▸ Requirement: Every entry must be duplicated precisely as written.

• • • • •

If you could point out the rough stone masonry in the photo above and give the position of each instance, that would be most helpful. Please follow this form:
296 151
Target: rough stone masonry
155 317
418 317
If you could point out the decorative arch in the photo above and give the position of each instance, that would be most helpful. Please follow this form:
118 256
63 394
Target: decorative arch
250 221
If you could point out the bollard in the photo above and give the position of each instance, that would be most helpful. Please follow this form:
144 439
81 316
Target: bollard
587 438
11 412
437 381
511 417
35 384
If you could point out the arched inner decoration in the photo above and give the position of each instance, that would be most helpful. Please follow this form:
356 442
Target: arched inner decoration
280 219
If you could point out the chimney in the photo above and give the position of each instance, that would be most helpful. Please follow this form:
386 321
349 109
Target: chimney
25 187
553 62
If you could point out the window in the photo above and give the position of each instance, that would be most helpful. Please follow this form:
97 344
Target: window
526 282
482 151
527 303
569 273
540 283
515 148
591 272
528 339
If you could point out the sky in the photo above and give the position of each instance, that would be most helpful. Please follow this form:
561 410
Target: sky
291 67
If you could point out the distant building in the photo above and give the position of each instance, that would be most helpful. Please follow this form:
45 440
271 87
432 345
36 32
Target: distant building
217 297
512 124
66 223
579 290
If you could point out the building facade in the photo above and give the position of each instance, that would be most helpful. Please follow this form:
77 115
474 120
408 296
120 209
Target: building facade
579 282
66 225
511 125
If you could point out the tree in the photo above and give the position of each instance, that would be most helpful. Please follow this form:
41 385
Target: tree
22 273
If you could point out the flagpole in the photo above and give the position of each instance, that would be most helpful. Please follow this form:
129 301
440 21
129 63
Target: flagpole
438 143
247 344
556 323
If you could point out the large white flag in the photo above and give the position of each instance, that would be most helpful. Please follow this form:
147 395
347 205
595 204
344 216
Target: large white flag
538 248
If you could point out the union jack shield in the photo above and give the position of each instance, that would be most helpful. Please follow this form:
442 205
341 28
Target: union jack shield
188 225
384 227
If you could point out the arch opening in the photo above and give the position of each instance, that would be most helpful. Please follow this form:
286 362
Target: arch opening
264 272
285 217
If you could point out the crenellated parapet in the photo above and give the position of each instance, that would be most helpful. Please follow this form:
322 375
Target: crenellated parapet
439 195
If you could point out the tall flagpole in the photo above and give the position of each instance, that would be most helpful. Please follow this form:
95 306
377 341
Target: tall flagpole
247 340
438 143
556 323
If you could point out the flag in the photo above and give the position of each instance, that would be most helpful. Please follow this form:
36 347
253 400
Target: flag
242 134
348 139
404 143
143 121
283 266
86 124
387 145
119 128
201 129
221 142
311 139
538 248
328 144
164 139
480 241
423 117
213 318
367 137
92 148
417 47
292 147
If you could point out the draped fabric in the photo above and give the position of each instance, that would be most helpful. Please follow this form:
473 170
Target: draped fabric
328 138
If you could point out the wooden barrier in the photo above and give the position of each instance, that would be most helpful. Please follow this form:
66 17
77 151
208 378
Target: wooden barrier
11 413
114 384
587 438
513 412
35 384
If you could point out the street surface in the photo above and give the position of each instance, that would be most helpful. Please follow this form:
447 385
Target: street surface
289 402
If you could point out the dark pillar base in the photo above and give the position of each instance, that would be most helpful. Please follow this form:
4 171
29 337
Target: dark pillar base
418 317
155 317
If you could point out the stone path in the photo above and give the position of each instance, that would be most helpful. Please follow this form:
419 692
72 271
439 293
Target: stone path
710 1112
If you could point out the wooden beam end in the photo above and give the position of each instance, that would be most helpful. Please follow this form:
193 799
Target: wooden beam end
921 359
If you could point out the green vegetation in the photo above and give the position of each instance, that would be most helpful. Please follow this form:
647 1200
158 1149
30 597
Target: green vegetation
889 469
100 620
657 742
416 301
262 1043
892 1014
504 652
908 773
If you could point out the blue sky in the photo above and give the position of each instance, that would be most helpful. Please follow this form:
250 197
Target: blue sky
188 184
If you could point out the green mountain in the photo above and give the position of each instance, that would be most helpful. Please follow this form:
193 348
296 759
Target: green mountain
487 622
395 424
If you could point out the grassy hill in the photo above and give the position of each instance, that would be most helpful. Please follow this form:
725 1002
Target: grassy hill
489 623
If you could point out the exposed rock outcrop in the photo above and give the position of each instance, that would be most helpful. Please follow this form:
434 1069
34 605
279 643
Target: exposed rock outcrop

• • • • •

▸ Answer to the task:
If you could point out the rough stone masonry in the photo above and give the position of each instance, that would be most helpful. Please follow this form:
296 151
Target: rough stone masonry
155 317
418 317
If you could point out the decorative arch in the photo above and give the position of each instance, that would be most helpful. Please follow this form:
118 256
63 394
Target: decorative arch
250 221
If you could point out the bollard in the photo above and give the position of each instance, that would be most helpful. Please follow this form:
144 439
81 316
Target: bollard
587 438
11 412
437 381
511 417
35 384
If you could point out the arched inner decoration in the photo above and give the position of each instance, that would be most helpful. Please follow this form:
356 442
Target: arched inner decoration
280 219
If you could point out the chimney in the photo above and give the position of each instance, that would be most helpful. Please follow this form:
386 321
349 109
Target: chimney
25 187
553 62
If you could point out the window in the photo above and give the position of each instance, that would be most helpful. Please follow this form:
97 344
Target: window
526 282
482 151
527 303
569 273
540 283
515 148
591 272
528 339
If you could point out the sky in the photo above and give the position of each instance, that would be most helpful. Please follow this form:
561 410
Target: sky
291 67
If you could point out the distant building in the photo above and give the position of each instance, that would be most helpful. Please follow this form:
45 440
271 87
432 345
36 32
Target: distant building
217 297
512 124
66 223
579 290
If you could point out the building facade in the photo above and give the position of each instance, that would be most helpful. Please follow this form:
77 115
474 120
408 296
120 209
Target: building facade
579 282
66 225
511 125
If you could point out the tree in the photo above and give the position of each instance, that would be most helpful. Please follow this form:
41 385
Target: tree
22 273
If you could point out the flagpole in the photo above and give the position of each instance, that would be most helpful. Please follow this form:
129 301
440 21
129 63
Target: flagpole
438 143
247 344
556 323
If you could point out the large white flag in the photo above and give the position of each instance, that would be most helpful. Please follow this form:
147 395
347 205
595 204
344 216
Target: large white flag
538 248
If you could point out the union jack shield in the photo above and give the position of each instance, that would be most helpful. Please follow this form:
442 205
341 28
Target: union jack shield
188 225
384 227
If you could point out the arch opening in the photo above and give the position of each instance, that would be most helpful. Please follow this form:
286 362
Target: arch opening
264 272
285 217
If you could point out the crenellated parapet in the photo above and give the position of each instance, that would be most helpful. Please follow this form:
322 375
Target: crenellated parapet
439 195
If you could point out the tall flagpole in the photo above and give the position of each instance, that would be most helpful. Please follow this form:
95 306
377 341
Target: tall flagpole
247 340
438 143
556 323
If you could point out the flag in the photo above and give the position of each instance, that would be most helpful. Please follow this form:
36 347
253 400
Target: flag
242 134
348 139
404 143
143 121
283 266
86 124
387 145
119 128
201 129
221 142
311 139
538 248
328 144
164 139
480 241
423 117
213 318
367 137
92 148
417 47
292 147
If you could point out the draped fabric in the photo above and give the position of each instance, that would be most helpful. Please follow this form:
473 170
Target: draped fabric
328 138
If you could point out the wooden barrier in the photo above and give the position of each instance, that would be most helpful. Please follow this form:
66 17
77 151
208 378
Target: wooden barrier
11 413
114 384
587 438
513 412
35 384
If you could point out the street surface in the photo above and give the position of each instance, that would be most helpful. Please follow this form:
447 385
Target: street surface
289 402
If you could point out the dark pillar base in the photo above and give the position of each instance, that would be most helpful. Please follow this form:
4 171
29 337
Target: dark pillar base
418 317
155 317
If you could point out the stone path in the photo above and give the position of each instance, that would be most helpful. Please follow this form:
419 692
72 271
439 293
Target: stone path
710 1112
If you could point out the wooden beam end in the photo above and give the position of each instance, that would be most helpful. Please follow this form:
193 799
Target: wooden beam end
921 359
If you could point out the green vegetation in the photo above and give the position of each instance, that would be most helpful. Please follow this form:
647 1200
158 1149
30 597
Target: green vegetation
889 469
100 620
657 742
416 301
262 1043
892 1014
504 652
908 773
If you could point out the blue sky in the photo above and give the position of each instance, that would be most helpful. Please follow this form:
250 197
Target: blue sky
188 184
If you could point out the green mountain in the photo above and give the position of each instance, that would be most helpful. Please follow this form:
193 348
296 759
Target: green mountain
487 622
395 424
If you could point out the grassy hill in the photo above and give the position of each instance, that would be most helpful. Please follow this form:
725 1002
Target: grassy hill
489 623
If you could point out the exposed rock outcrop in the photo above and give the position of each instance, that would be most helpful. Please follow this form:
434 1069
34 605
279 643
Target: exposed rock outcrop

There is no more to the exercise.